- ASSIGNMENT -
Only an exact copy of the records, from the line with "Exercise. Point to the shoe" through the last line, is wanted.

- DATA FOR THE TASK -
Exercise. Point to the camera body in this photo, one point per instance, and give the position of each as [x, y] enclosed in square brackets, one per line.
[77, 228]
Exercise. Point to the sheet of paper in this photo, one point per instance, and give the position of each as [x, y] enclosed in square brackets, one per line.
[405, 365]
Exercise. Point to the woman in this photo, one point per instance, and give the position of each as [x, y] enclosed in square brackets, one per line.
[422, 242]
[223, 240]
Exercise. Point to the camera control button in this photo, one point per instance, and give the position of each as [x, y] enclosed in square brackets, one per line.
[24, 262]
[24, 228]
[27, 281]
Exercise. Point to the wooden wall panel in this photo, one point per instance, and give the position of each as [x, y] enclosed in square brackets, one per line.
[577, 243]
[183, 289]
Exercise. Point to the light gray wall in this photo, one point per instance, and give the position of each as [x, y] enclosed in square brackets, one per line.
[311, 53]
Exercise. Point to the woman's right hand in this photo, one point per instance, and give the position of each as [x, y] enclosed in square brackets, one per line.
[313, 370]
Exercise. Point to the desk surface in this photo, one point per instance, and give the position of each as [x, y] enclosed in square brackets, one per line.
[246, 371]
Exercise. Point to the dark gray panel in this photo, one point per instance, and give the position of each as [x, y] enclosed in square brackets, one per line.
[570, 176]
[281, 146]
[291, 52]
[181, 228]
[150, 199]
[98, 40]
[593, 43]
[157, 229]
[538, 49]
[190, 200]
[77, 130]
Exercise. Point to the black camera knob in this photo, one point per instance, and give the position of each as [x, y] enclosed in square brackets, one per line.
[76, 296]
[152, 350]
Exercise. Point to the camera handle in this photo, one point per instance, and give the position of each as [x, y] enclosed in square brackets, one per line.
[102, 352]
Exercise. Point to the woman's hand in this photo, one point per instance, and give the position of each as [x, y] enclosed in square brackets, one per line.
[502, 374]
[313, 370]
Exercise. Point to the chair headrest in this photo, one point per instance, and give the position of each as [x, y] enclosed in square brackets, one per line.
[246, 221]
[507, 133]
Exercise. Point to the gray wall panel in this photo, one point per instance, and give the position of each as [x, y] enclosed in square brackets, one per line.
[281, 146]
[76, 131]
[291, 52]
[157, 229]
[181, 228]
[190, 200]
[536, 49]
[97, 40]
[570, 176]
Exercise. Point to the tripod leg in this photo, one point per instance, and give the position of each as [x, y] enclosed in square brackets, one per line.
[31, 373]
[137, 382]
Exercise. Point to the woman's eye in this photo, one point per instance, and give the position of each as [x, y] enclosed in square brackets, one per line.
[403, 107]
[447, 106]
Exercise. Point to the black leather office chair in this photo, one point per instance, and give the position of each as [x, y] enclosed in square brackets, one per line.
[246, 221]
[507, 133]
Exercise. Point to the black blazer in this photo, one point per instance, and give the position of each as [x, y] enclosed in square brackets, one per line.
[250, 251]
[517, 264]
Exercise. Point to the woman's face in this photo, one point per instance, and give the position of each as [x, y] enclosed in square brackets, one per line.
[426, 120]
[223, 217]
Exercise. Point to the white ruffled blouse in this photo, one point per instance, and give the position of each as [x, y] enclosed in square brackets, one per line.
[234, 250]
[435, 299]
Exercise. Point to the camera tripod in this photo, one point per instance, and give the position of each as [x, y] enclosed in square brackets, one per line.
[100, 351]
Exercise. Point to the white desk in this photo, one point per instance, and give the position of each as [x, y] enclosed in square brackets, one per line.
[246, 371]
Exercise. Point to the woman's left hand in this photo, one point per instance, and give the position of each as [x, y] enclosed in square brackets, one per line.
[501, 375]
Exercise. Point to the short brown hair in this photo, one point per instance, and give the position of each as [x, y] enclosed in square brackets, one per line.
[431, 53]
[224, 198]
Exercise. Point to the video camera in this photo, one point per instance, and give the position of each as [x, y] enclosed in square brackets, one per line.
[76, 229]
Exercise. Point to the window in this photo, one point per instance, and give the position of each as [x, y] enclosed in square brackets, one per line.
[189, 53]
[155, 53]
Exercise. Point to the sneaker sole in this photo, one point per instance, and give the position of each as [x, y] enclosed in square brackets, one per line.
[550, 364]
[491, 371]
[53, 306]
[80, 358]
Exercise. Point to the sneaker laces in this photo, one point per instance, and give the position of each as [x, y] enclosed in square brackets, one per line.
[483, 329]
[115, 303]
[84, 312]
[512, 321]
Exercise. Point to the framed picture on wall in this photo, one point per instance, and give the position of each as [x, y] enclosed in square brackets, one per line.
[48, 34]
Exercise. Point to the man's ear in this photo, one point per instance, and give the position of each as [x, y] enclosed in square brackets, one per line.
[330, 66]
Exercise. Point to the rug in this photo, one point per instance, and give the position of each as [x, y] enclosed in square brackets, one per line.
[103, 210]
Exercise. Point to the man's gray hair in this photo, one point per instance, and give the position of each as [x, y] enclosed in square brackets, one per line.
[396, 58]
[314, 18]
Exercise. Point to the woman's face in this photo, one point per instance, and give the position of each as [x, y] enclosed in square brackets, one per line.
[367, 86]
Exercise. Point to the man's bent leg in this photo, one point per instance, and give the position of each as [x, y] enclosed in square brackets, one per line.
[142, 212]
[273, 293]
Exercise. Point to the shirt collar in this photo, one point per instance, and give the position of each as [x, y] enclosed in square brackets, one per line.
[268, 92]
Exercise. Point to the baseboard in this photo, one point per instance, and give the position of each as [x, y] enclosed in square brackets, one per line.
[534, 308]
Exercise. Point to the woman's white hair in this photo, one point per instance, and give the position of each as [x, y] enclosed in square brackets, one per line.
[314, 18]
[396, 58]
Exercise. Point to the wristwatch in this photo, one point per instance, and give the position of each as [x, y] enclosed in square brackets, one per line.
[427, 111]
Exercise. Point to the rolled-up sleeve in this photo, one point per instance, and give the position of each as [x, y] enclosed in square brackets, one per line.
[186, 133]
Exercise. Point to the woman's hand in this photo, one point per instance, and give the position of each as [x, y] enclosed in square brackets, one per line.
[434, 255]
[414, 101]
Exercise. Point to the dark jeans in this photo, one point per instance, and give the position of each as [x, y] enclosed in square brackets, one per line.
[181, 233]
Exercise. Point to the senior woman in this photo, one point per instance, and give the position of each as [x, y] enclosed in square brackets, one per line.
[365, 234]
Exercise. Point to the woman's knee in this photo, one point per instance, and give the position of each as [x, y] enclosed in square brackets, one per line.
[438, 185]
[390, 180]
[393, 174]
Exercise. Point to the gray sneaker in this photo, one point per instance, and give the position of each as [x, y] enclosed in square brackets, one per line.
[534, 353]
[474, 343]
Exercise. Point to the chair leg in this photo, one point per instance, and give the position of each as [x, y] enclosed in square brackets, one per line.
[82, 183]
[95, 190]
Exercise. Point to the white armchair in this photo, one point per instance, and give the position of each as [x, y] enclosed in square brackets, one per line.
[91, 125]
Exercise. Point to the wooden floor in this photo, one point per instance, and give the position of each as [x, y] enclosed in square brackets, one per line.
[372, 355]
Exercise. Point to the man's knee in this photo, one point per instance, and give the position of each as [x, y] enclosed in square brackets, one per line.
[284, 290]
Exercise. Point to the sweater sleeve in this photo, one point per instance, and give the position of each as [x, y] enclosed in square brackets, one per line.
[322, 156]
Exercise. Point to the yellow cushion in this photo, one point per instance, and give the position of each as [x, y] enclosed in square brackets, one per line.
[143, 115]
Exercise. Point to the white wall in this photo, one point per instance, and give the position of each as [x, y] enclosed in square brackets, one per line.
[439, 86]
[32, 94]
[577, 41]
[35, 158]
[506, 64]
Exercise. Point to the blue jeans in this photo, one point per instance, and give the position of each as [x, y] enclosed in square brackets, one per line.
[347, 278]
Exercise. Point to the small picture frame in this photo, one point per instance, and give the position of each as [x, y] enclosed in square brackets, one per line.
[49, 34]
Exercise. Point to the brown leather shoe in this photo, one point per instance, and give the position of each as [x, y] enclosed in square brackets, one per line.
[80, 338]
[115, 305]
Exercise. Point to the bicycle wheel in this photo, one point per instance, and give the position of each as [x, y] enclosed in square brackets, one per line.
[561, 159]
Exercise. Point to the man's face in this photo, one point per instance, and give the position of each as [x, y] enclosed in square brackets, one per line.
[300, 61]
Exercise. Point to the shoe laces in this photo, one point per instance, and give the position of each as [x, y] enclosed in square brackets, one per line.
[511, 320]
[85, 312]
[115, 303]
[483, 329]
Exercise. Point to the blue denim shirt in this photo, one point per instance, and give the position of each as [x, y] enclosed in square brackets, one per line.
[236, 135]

- WRITTEN SOLUTION -
Exercise. Point to the shoe laces in this photo, one point per instance, and give the position of each as [x, y] enclosed in square brackets, one per line.
[511, 320]
[85, 312]
[115, 303]
[483, 329]
Exercise. Point to the blue denim shirt in this photo, one point per instance, and give the position of each as [x, y] enclosed in square brackets, one per line.
[236, 135]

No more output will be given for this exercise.